* _WORK REQUEST_:
Transcribe all of the data exactly. Omit the pictures.

Point-per-instance localization data
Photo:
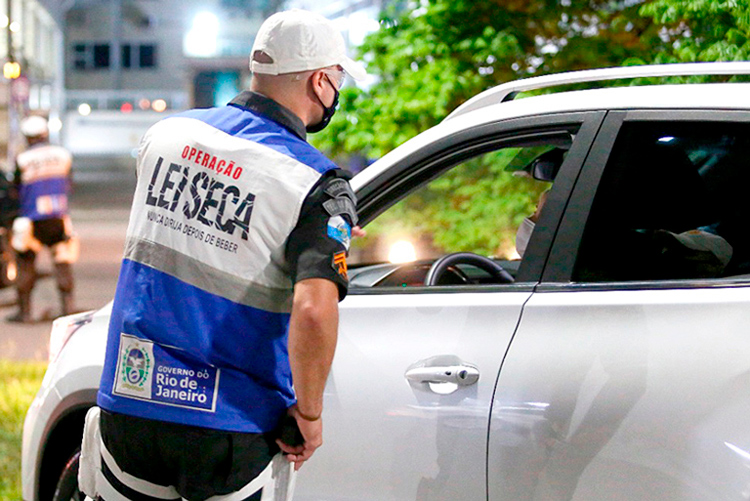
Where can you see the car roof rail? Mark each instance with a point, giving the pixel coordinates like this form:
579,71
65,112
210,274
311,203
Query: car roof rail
508,91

* _PROBLEM SOLUTION_:
Photo:
Where can you see the car roof rail? Mark each instance with a point, giving the pixel coordinates like this form:
579,71
65,112
210,274
311,203
Query: car roof rail
508,91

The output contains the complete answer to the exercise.